[WHAT YOU HAVE TO DO]: Reproduce the lines below word for word, leaving nothing out and adding nothing.

[SUPPLIED DATA]:
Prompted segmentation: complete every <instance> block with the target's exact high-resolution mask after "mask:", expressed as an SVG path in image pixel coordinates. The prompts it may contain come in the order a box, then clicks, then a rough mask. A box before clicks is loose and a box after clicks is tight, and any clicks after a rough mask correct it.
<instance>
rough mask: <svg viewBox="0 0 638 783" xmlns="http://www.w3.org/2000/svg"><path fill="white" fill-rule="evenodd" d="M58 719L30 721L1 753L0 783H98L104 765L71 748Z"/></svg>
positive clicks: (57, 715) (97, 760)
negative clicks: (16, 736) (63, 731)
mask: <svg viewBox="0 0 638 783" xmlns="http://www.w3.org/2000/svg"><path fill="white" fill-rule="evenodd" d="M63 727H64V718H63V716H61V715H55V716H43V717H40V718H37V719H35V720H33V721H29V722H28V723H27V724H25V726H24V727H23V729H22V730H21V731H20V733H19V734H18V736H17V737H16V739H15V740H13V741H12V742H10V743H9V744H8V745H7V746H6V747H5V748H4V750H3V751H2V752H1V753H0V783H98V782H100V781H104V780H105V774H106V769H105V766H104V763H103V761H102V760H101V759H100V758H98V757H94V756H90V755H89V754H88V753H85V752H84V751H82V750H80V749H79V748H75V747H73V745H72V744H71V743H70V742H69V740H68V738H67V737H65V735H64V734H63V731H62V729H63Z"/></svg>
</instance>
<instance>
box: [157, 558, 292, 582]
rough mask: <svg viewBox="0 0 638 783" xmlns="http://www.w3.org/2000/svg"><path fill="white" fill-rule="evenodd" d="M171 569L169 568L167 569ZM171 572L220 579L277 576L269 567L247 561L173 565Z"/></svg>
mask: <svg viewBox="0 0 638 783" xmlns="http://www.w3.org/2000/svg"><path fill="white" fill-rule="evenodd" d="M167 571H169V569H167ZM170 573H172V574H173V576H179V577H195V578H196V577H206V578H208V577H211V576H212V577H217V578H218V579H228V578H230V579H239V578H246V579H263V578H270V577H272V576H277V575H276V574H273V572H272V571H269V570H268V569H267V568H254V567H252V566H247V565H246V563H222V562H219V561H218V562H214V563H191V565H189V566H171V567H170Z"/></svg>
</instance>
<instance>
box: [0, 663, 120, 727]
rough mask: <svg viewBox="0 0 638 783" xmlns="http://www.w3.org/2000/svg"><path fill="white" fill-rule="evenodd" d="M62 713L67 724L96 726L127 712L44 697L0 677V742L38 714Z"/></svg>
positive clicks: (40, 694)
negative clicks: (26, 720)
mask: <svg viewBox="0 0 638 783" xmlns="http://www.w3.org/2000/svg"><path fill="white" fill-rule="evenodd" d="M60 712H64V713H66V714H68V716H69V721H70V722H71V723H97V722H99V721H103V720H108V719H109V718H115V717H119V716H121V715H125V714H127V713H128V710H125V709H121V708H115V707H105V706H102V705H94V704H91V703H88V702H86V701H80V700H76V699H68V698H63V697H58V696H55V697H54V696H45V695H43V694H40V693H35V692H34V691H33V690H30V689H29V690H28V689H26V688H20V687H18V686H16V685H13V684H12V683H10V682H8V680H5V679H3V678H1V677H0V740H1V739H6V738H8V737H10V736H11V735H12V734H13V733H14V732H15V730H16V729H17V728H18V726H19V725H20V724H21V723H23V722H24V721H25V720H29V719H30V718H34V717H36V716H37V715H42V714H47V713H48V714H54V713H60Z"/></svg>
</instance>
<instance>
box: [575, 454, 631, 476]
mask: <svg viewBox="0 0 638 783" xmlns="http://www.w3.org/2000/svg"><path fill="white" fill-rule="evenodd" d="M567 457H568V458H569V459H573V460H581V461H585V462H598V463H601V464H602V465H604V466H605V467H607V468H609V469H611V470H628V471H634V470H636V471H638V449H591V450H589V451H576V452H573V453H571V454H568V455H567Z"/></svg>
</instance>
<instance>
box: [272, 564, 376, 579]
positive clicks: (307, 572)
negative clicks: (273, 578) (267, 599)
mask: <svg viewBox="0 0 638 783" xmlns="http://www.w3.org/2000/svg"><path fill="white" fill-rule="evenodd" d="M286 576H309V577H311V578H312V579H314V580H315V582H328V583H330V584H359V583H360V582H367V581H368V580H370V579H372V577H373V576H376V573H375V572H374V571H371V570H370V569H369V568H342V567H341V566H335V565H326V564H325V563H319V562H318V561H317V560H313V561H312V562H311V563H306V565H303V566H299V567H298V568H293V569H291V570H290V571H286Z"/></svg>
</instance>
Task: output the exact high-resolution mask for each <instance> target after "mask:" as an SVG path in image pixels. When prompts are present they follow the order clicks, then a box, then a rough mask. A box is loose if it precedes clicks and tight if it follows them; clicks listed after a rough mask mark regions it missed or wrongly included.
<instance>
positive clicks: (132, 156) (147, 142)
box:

[RESPONSE BOX]:
Prompted segmentation: complete every <instance> block with the target's exact high-resolution mask after "mask:", expressed as an SVG path in image pixel coordinates. The prompts it may contain come in the order a box, then clicks, then a rough mask. A box before clicks is loose and a box after clicks is tight, and any clicks after a rough mask correct it.
<instance>
rough mask: <svg viewBox="0 0 638 783" xmlns="http://www.w3.org/2000/svg"><path fill="white" fill-rule="evenodd" d="M58 719L30 721L1 753L0 783H98L104 765L71 748Z"/></svg>
positive clicks: (57, 715) (97, 760)
negative clicks: (16, 736) (63, 731)
mask: <svg viewBox="0 0 638 783" xmlns="http://www.w3.org/2000/svg"><path fill="white" fill-rule="evenodd" d="M63 727H64V718H63V716H61V715H55V716H43V717H40V718H37V719H35V720H33V721H29V722H28V723H27V724H25V726H24V727H23V729H22V730H21V731H20V733H19V734H18V736H17V737H16V739H15V740H13V741H12V742H10V743H9V744H8V745H7V746H6V747H5V748H4V750H3V751H2V752H1V753H0V783H98V782H100V781H104V780H105V774H106V769H105V766H104V763H103V761H102V760H101V759H100V758H98V757H94V756H90V755H89V754H88V753H85V752H84V751H82V750H80V749H79V748H75V747H73V745H72V744H71V743H70V742H69V740H68V738H67V737H65V735H64V734H63V731H62V729H63Z"/></svg>
</instance>
<instance>
box: [157, 558, 292, 582]
rough mask: <svg viewBox="0 0 638 783" xmlns="http://www.w3.org/2000/svg"><path fill="white" fill-rule="evenodd" d="M171 569L169 568L167 569ZM171 572L220 579L277 576L269 567L247 561L173 565Z"/></svg>
mask: <svg viewBox="0 0 638 783" xmlns="http://www.w3.org/2000/svg"><path fill="white" fill-rule="evenodd" d="M167 571H169V569H167ZM170 573H172V574H173V576H179V577H195V578H196V577H206V578H208V577H211V576H212V577H217V578H218V579H228V578H230V579H239V578H246V579H263V578H270V577H272V576H277V575H276V574H273V572H272V571H269V570H268V569H267V568H254V567H252V566H247V565H246V563H222V562H219V561H218V562H214V563H191V565H189V566H171V567H170Z"/></svg>
</instance>
<instance>
box: [0, 663, 120, 727]
rough mask: <svg viewBox="0 0 638 783" xmlns="http://www.w3.org/2000/svg"><path fill="white" fill-rule="evenodd" d="M62 713L67 724L96 726L127 712L44 697L0 677V742L38 714Z"/></svg>
positive clicks: (40, 694)
negative clicks: (26, 720)
mask: <svg viewBox="0 0 638 783" xmlns="http://www.w3.org/2000/svg"><path fill="white" fill-rule="evenodd" d="M60 712H64V713H66V714H68V716H69V721H70V722H71V723H97V722H99V721H103V720H108V719H109V718H115V717H119V716H121V715H125V714H127V713H128V710H125V709H121V708H115V707H105V706H102V705H94V704H91V703H88V702H86V701H80V700H76V699H68V698H63V697H58V696H55V697H54V696H45V695H43V694H40V693H35V692H34V691H33V690H30V689H29V690H28V689H26V688H20V687H18V686H16V685H13V684H12V683H10V682H8V680H5V679H3V678H1V677H0V740H1V739H6V738H8V737H10V736H11V735H12V734H13V733H14V732H15V730H16V729H17V728H18V726H19V725H20V724H21V723H23V722H24V721H25V720H29V719H30V718H34V717H36V716H37V715H42V714H47V713H48V714H54V713H60Z"/></svg>
</instance>
<instance>
box: [575, 454, 631, 476]
mask: <svg viewBox="0 0 638 783" xmlns="http://www.w3.org/2000/svg"><path fill="white" fill-rule="evenodd" d="M567 457H568V458H569V459H573V460H581V461H585V462H598V463H601V464H602V465H604V466H605V467H607V468H609V469H611V470H628V471H634V470H636V471H638V449H591V450H589V451H576V452H573V453H571V454H568V455H567Z"/></svg>
</instance>
<instance>
box: [272, 564, 376, 579]
positive clicks: (307, 572)
negative clicks: (273, 578) (267, 599)
mask: <svg viewBox="0 0 638 783" xmlns="http://www.w3.org/2000/svg"><path fill="white" fill-rule="evenodd" d="M286 576H309V577H311V578H312V579H314V580H315V582H328V583H330V584H359V583H360V582H367V581H368V580H370V579H372V577H373V576H376V573H375V572H374V571H371V570H370V569H369V568H342V567H341V566H335V565H326V564H325V563H319V562H318V561H317V560H313V561H312V562H311V563H306V565H303V566H299V567H298V568H293V569H291V570H290V571H286Z"/></svg>
</instance>
Task: output the exact high-resolution mask for each <instance> target after "mask:" as an SVG path in image pixels. When prompts are present they follow the order clicks, then a box, then a rough mask. A box is loose if it precedes clicks and tight if it follows them; clicks listed after a rough mask mark regions it missed or wrongly included.
<instance>
positive clicks: (132, 156) (147, 142)
box:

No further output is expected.